▸ **Problem set**:
A) In the ID3 documentation, what kind of attributes are the records in the input dataset assumed to have?
B) In the bank example in the ID3 documentation, what role does the steal-money? attribute play, and why? Answer in one to three sentences.
C) Carry the ID3 documentation forward from its last sentence.

▸ **Document passage**:

=======

How to train the ID3 Classifier to Perform Classification (SPMF documentation)

This example explains how to run the ID3 algorithm using the SPMF open-source data mining library.

What is ID3?

The ID3 algorithm is an algorithm for classification, proposed in the following paper:

Li, J. Han, and J. Pei, ID3: Accurate and efficient classification based on multiple class-association rules,in 2002 IEEE International Conference on DataMining(ICDM01), 2001, pp. 369-376

The ID3 algorithm is a classic data mining algorithm for classifying instances (a classifier). It is well-known and described in many artificial intelligence and data mining books.

The ID3 algorithm takes as input a dataset that consists of a set of records, described using attributes, assumed to be nominal attributes (strings). The goal of classification is to guess the missing value of an attribute called the target attribute based on the values for the other attributes. For example, consider data about customers of a bank. Each record (customer) may be described using various attributes such as age, gender, city, education and steal-money?. Consider that steal-money? is an attribute that indicate whether a customer has stolen some money or not (yes or no). The goal of classification can be to guess whether a customer will steal money (yes or no) given the values of other attributes (the age, gender city and education) of a customer.

=======

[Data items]
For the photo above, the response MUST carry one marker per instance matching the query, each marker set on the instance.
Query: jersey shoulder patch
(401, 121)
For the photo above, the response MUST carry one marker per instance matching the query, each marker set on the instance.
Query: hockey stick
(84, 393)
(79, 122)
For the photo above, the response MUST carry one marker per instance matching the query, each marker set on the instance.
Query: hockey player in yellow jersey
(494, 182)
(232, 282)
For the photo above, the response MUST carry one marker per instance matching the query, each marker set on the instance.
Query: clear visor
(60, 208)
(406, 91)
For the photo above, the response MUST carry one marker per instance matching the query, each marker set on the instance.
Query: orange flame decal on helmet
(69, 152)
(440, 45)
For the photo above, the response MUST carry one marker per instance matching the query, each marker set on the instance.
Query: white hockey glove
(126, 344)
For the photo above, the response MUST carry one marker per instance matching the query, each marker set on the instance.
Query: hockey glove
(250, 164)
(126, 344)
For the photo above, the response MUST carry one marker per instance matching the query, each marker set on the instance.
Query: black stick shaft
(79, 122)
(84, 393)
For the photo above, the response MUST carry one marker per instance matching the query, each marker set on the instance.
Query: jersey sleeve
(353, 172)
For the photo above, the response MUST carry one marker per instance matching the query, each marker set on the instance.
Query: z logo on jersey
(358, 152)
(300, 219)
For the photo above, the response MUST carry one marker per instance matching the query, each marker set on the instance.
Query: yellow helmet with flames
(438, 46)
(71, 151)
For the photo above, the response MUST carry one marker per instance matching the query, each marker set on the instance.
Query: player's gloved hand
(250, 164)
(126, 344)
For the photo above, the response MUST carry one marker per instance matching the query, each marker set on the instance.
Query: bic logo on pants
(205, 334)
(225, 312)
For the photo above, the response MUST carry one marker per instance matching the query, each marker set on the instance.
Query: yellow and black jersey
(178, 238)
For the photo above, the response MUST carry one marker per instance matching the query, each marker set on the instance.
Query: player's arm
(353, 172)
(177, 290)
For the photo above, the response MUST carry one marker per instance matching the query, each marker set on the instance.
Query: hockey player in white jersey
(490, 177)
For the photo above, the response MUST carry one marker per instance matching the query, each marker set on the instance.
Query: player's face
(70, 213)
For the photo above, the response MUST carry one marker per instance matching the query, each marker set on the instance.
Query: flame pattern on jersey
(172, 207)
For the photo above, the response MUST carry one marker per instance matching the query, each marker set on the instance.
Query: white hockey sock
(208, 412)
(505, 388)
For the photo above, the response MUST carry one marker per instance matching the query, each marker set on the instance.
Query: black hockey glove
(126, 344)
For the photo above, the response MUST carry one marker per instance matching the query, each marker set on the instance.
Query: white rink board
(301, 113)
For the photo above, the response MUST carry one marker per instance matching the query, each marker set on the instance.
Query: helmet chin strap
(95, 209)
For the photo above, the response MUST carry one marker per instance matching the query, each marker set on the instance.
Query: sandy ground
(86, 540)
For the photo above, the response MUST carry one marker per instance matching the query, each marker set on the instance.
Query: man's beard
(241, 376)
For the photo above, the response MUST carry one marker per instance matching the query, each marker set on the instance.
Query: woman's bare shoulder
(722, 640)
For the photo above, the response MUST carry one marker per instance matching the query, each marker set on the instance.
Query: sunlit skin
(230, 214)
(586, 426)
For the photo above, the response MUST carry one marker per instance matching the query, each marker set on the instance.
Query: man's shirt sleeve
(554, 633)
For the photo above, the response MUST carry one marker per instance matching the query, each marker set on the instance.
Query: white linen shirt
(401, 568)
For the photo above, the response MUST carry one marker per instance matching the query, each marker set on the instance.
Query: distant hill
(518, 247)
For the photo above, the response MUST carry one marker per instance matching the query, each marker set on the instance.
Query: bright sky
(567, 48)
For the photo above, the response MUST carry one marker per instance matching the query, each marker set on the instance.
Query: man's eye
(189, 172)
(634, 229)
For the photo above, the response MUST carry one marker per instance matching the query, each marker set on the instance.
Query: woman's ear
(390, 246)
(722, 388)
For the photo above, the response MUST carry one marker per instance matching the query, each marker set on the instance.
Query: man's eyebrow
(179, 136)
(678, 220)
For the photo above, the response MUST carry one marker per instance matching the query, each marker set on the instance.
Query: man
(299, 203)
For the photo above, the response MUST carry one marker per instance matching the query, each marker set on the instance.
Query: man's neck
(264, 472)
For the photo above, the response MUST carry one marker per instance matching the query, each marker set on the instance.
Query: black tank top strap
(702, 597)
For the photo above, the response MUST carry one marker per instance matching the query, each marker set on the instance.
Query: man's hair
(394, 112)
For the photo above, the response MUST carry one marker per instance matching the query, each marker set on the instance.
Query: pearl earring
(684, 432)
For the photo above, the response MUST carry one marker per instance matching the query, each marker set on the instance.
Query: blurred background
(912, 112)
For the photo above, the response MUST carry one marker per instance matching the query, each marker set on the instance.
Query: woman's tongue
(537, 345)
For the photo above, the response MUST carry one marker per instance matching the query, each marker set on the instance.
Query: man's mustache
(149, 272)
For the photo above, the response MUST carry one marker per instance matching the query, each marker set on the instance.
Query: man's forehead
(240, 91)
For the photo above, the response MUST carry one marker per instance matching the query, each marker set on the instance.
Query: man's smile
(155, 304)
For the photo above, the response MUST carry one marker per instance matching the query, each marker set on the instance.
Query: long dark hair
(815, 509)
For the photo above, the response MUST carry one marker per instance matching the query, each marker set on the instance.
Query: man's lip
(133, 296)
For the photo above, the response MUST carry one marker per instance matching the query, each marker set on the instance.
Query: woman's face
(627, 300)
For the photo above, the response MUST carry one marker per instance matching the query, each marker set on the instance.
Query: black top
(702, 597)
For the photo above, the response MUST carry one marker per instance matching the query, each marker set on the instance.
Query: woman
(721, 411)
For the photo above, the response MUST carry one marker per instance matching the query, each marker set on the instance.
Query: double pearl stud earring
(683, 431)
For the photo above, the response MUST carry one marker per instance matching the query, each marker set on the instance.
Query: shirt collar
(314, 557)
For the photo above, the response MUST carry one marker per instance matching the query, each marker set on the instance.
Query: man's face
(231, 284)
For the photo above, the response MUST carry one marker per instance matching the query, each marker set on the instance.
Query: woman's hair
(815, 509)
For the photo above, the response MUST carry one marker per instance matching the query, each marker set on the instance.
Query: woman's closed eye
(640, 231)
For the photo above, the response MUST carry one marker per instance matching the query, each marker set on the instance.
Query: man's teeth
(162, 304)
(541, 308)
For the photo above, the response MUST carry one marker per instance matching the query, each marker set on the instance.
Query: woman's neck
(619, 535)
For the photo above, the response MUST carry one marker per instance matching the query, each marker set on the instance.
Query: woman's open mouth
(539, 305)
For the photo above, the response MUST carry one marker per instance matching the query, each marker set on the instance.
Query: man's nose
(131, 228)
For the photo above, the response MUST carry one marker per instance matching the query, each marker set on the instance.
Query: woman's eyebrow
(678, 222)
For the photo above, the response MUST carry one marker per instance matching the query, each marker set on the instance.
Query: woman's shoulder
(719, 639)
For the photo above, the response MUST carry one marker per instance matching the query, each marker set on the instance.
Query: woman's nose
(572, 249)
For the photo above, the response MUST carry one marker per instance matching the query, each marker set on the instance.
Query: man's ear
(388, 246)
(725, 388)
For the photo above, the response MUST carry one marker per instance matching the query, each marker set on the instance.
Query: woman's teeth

=======

▸ **Answers per task**:
A) They are assumed to be nominal attributes (strings).

B) Steal-money? is the target attribute, whose missing value classification tries to guess from the values of the other attributes. It indicates whether a customer has stolen money (yes or no), so the goal is to predict that from the customer's age, gender, city and education.

C)
To do classification, the ID3 algorithm first creates a model using training data (records where the target attribute value is known). A model (a classifier) is a decision tree . After the model is created, it can be used to guess the missing value of the target attribute for a new record. For instance, using data about previous customers at the bank, it is possible to learn rules that can help to guess whether the new customers will steal money or not. There exists many algorithms for classication in the data mining literature.

This is a Java implementation of ID3. ID3 It is one of the most popular algorithm for learning decision trees. By searching on the web, you can find plenty of information on this algorithm. It is also described in several data mining books and artificial intelligence books.

A) How to train the ID3 model to make a prediction

How to run this example?

This Example is not available in the graphical user interface of SPMF.
If you are using the source code version of SPMF, launch the file "MainTestID3_single_prediction.java" in the package ca.pfv.SPMF.test

What is the input?

The input is a dataset that contains a set of records described according to some attributes . For instance, in this example, we use a dataset called tennisExtended.txt. This dataset is provided in the file "tennisExtended.txt." of the SPMF distribution. This dataset defines 7 attributes (outlook, temp, humid, wind, play, day and moon) and contains 19 instances (records).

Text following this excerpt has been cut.